Stored data entries:
=== Begin Enclosure ===
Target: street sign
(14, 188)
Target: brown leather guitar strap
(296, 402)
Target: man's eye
=== End Enclosure ===
• **Problem requirements**
Please output all the lines above exactly as given.

• **Result for this task**
Target: street sign
(14, 188)
Target: brown leather guitar strap
(296, 402)
Target: man's eye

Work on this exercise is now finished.